* **EXERCISE DIRECTIONS**: Quote every line of the material beneath this one.

* **INPUT FOR THIS TASK**:
◇ ◇ ◇ ◇ ◇
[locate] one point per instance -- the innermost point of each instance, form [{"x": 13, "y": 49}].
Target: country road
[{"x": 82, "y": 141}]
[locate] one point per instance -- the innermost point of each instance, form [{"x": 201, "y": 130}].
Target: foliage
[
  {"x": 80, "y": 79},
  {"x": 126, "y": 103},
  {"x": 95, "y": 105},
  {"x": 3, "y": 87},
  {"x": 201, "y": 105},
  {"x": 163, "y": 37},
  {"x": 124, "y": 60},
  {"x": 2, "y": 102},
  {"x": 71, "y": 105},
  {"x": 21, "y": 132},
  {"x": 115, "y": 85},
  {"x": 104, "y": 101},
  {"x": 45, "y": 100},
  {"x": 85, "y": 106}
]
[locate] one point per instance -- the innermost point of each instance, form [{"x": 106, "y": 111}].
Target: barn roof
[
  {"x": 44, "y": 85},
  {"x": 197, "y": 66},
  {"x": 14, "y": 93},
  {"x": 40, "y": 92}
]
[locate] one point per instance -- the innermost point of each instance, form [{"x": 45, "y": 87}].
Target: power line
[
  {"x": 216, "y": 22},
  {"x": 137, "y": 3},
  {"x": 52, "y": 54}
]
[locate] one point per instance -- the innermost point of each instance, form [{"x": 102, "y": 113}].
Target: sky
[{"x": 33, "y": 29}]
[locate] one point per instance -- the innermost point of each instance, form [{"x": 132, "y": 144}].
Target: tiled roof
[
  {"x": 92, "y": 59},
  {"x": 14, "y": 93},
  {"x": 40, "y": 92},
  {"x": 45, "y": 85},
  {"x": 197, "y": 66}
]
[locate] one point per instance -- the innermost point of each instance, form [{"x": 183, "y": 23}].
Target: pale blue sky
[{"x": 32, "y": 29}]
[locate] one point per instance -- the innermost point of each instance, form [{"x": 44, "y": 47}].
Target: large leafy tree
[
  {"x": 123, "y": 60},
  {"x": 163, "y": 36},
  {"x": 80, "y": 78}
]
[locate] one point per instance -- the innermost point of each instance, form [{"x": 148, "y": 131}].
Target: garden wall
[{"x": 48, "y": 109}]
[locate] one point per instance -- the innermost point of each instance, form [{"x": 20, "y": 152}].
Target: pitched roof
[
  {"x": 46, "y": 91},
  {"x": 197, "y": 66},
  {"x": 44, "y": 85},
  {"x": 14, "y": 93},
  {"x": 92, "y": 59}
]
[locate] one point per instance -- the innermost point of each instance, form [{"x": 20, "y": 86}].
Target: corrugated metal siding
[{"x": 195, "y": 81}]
◇ ◇ ◇ ◇ ◇
* **SOLUTION TO THIS TASK**:
[locate] one point per instance -- the innermost point of each instance, form [{"x": 13, "y": 49}].
Target: country road
[{"x": 82, "y": 141}]
[locate] one point per instance -- the innermost point of each instance, form [{"x": 201, "y": 130}].
Target: foliage
[
  {"x": 80, "y": 79},
  {"x": 126, "y": 103},
  {"x": 95, "y": 105},
  {"x": 3, "y": 87},
  {"x": 201, "y": 105},
  {"x": 163, "y": 37},
  {"x": 124, "y": 60},
  {"x": 2, "y": 102},
  {"x": 71, "y": 105},
  {"x": 21, "y": 132},
  {"x": 115, "y": 85},
  {"x": 104, "y": 101},
  {"x": 45, "y": 100},
  {"x": 85, "y": 106}
]
[locate] one point per instance -- the innermost point of each instance, form [{"x": 106, "y": 111}].
Target: barn roof
[
  {"x": 44, "y": 85},
  {"x": 197, "y": 66},
  {"x": 14, "y": 93},
  {"x": 40, "y": 92}
]
[locate] one point per instance -- the innermost point of each instance, form [{"x": 45, "y": 87}].
Target: power line
[
  {"x": 216, "y": 22},
  {"x": 137, "y": 3},
  {"x": 52, "y": 54}
]
[locate] one point per instance -- the innermost point of each instance, form [{"x": 102, "y": 113}].
Target: sky
[{"x": 33, "y": 29}]
[locate] one point per instance -- the innermost point of each instance, form [{"x": 132, "y": 144}].
Target: tiled roof
[
  {"x": 92, "y": 59},
  {"x": 14, "y": 93},
  {"x": 40, "y": 92},
  {"x": 45, "y": 85},
  {"x": 197, "y": 66}
]
[locate] one point per instance -- the innermost point of each instance, form [{"x": 183, "y": 23}].
Target: pale blue sky
[{"x": 32, "y": 29}]
[locate] one point per instance -- the innermost point of each instance, form [{"x": 44, "y": 47}].
Target: large leafy tree
[
  {"x": 123, "y": 60},
  {"x": 163, "y": 36},
  {"x": 80, "y": 78}
]
[locate] one point per instance -- the innermost point of each instance, form [{"x": 148, "y": 131}].
Target: garden wall
[{"x": 48, "y": 109}]
[locate] one point per instance -- the innermost point of each instance, form [{"x": 20, "y": 152}].
Target: pitched roof
[
  {"x": 46, "y": 91},
  {"x": 197, "y": 66},
  {"x": 44, "y": 85},
  {"x": 14, "y": 93},
  {"x": 92, "y": 59}
]
[locate] one point per instance -- the innermost point of each instance, form [{"x": 20, "y": 86}].
Target: corrugated metal siding
[{"x": 195, "y": 81}]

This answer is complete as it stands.